#### Passage
Chemical and physical data
- Formula: C_{4}H_{9}NO_{2}
- Molar mass: 103.121 g·mol^{−1}
- 3D model (JSmol): Interactive image;
- Boiling point: 78.0 °C (172.4 °F)
- SMILES CCCCON=O;
- InChI InChI=1S/C4H9NO2/c1-2-3-4-7-5-6/h2-4H2,1H3; Key:JQJPBYFTQAANLE-UHFFFAOYSA-N;

= Butyl nitrite =

Chemical compound

Butyl nitrite is the organic compound with the formula CH_{3}(CH_{2})_{3}ONO. It is an alkyl nitrite made from n-butanol. Butyl nitrite is used recreationally as poppers. Synonyms include 1-butyl nitrite, n-butyl nitrite and nitrous acid butyl ester.

It can be prepared by treating nitrous acid (generated in situ) with n-butanol.
########
◆ Complete the following
1/ Retype the stretch of the butyl nitrite passage from "- SMILES CCCCON=O;" through "situ) with n-butanol.".
2/ According to the butyl nitrite passage, what alcohol is butyl nitrite made from?
3/ Say whether each statement agrees with the butyl nitrite passage, and quote the words that decide it.
(a) Butyl nitrite is used recreationally.
(b) Butyl nitrite boils at 103.121 °C.
(c) Nitrous acid butyl ester is another name for butyl nitrite.
#### Given records
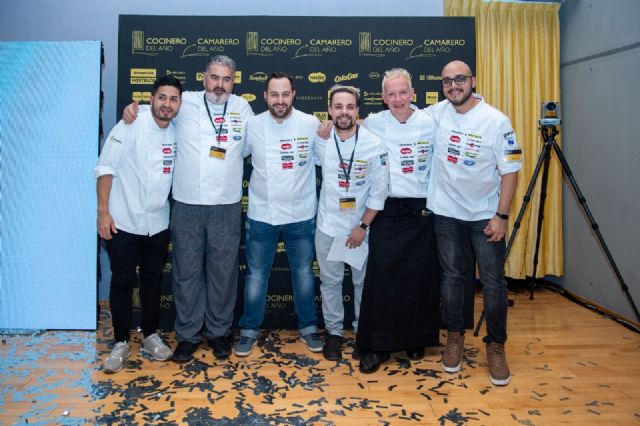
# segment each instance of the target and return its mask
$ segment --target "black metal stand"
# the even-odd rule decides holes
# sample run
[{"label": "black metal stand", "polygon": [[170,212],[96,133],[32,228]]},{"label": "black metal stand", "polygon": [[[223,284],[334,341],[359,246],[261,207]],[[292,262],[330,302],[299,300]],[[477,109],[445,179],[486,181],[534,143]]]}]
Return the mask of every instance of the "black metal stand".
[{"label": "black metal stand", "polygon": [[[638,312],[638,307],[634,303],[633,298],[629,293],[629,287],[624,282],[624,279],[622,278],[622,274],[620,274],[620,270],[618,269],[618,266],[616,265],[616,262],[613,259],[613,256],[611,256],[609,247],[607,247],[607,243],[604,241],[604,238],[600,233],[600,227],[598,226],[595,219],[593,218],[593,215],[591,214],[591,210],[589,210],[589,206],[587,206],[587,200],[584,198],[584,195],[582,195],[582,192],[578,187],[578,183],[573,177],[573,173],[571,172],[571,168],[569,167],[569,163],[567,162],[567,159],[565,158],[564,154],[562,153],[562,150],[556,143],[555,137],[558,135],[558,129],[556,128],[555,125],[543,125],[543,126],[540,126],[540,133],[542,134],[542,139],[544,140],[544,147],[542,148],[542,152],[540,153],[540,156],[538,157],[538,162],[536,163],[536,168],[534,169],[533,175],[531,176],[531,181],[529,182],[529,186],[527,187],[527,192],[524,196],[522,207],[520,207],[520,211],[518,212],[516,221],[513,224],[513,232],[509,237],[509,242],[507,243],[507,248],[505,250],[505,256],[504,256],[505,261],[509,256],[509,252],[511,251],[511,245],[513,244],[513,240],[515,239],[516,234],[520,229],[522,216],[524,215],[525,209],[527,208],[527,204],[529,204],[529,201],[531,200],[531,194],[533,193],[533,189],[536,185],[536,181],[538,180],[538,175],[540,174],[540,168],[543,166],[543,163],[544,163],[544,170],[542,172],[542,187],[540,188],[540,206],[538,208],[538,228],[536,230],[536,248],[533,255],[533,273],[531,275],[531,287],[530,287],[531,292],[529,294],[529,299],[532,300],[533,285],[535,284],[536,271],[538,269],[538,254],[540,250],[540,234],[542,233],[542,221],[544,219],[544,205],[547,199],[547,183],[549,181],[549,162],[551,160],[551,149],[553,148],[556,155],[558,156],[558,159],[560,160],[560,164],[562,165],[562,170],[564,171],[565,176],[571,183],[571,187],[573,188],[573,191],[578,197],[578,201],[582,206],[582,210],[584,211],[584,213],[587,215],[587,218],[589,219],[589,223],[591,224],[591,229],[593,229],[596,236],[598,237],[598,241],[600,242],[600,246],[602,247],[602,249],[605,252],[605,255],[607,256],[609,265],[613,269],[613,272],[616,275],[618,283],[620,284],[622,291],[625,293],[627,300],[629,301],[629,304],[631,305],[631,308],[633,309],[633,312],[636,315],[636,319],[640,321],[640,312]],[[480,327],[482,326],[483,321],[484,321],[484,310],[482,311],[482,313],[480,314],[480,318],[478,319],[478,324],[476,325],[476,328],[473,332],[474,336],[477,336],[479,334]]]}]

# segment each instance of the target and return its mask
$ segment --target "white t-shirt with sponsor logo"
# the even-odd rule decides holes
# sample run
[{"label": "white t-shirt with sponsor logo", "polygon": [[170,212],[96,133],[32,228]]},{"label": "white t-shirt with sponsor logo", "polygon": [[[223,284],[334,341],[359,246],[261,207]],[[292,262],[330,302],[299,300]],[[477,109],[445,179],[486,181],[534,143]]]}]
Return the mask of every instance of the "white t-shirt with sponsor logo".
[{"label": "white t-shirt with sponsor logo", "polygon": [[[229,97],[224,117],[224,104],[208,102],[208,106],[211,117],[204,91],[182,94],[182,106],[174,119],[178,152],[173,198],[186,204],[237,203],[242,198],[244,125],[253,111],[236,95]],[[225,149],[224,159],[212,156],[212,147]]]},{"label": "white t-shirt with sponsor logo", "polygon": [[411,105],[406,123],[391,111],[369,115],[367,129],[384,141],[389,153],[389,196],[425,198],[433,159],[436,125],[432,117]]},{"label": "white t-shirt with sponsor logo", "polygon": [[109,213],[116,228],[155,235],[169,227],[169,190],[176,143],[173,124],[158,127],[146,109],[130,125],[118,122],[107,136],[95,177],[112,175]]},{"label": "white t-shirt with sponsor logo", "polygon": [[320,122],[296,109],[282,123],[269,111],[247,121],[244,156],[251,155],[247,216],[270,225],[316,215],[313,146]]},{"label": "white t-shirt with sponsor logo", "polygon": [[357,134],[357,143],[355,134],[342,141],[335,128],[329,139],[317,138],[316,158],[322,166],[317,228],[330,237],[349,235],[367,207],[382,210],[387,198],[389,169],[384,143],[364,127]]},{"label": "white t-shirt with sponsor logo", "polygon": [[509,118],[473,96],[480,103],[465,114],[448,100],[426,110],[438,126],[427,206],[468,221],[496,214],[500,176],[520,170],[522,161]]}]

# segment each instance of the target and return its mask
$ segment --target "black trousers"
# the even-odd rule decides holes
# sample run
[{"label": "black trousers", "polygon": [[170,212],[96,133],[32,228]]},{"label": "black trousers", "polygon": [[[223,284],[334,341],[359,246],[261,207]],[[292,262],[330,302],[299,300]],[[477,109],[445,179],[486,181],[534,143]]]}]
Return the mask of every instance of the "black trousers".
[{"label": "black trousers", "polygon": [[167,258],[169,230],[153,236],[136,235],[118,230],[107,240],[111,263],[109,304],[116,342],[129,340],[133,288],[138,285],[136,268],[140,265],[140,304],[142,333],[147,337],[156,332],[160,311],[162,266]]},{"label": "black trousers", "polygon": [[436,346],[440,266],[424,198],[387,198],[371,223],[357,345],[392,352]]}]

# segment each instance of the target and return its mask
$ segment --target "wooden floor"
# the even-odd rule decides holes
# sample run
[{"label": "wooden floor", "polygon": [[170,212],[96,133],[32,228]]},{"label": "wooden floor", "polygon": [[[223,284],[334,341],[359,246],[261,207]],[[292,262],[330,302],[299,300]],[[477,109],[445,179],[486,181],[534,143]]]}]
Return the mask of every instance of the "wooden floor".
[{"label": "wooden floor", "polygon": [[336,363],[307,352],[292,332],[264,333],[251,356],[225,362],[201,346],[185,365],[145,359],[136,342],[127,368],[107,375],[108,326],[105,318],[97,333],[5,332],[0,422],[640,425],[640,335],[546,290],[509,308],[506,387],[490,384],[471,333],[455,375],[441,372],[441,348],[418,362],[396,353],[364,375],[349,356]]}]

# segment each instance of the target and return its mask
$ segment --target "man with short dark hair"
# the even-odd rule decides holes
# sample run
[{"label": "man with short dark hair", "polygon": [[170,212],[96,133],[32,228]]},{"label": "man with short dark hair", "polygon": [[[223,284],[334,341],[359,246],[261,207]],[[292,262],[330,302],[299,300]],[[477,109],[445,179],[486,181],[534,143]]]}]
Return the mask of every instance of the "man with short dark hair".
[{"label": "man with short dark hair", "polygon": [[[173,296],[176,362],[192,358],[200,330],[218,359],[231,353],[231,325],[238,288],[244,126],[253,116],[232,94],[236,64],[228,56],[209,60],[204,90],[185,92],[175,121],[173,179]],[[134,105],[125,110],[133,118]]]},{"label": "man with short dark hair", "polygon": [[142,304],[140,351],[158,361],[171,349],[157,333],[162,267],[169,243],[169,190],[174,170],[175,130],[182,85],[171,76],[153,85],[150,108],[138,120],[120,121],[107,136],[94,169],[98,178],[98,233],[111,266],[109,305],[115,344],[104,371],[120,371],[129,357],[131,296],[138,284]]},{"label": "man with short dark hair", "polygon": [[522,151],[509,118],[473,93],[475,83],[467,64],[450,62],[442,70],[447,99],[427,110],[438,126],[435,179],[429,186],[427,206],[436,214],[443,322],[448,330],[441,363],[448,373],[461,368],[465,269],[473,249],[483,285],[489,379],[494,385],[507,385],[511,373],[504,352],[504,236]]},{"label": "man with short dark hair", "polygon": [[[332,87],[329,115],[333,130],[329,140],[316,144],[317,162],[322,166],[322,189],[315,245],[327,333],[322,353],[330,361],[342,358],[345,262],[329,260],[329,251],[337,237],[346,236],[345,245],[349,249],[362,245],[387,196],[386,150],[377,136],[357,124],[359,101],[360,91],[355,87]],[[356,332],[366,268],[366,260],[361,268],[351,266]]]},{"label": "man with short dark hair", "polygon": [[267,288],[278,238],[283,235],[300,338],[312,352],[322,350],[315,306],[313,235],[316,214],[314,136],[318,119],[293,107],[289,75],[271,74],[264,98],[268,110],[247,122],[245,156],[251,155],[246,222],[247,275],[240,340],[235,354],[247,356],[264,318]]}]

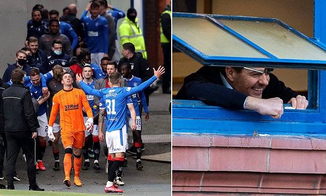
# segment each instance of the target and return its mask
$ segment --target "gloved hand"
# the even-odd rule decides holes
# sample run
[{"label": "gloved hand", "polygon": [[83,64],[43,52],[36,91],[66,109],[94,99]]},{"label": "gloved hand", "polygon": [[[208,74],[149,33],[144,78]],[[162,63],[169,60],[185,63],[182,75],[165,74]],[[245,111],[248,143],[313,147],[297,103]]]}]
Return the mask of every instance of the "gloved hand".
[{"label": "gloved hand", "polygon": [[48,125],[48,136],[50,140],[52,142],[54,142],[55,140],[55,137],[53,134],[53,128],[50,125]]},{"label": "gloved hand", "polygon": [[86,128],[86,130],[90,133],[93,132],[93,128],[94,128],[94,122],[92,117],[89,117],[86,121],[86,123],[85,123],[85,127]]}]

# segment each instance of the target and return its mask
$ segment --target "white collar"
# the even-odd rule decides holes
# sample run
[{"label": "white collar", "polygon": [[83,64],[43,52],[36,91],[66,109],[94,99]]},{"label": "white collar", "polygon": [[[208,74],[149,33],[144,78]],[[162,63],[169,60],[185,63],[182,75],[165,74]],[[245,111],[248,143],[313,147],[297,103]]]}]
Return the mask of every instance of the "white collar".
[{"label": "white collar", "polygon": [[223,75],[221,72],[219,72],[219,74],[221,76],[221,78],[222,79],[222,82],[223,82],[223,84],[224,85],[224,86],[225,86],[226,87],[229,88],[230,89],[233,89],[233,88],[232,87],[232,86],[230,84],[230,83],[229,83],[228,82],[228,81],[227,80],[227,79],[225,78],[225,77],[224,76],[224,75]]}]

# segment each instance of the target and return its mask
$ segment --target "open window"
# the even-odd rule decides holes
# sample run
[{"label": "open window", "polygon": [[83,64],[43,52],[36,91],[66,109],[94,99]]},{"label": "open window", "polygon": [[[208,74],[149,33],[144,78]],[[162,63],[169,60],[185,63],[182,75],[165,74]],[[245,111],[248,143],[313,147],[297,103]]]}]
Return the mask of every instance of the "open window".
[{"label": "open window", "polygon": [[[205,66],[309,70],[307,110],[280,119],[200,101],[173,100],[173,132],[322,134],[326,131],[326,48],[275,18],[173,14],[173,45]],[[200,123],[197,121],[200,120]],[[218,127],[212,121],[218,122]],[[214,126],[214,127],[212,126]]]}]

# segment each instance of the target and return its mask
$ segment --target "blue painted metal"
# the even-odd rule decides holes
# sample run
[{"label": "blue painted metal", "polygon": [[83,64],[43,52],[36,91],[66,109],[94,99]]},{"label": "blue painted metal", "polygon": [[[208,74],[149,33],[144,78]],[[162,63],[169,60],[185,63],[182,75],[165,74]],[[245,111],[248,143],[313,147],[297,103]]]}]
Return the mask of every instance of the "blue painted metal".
########
◆ Solutions
1/
- SMILES CCCCON=O;
- InChI InChI=1S/C4H9NO2/c1-2-3-4-7-5-6/h2-4H2,1H3; Key:JQJPBYFTQAANLE-UHFFFAOYSA-N;

= Butyl nitrite =

Chemical compound

Butyl nitrite is the organic compound with the formula CH_{3}(CH_{2})_{3}ONO. It is an alkyl nitrite made from n-butanol. Butyl nitrite is used recreationally as poppers. Synonyms include 1-butyl nitrite, n-butyl nitrite and nitrous acid butyl ester.

It can be prepared by treating nitrous acid (generated in situ) with n-butanol.

2/ n-butanol

3/
(a) Yes: "Butyl nitrite is used recreationally as poppers."
(b) No: "Boiling point: 78.0 °C (172.4 °F)"
(c) Yes: "Synonyms include 1-butyl nitrite, n-butyl nitrite and nitrous acid butyl ester."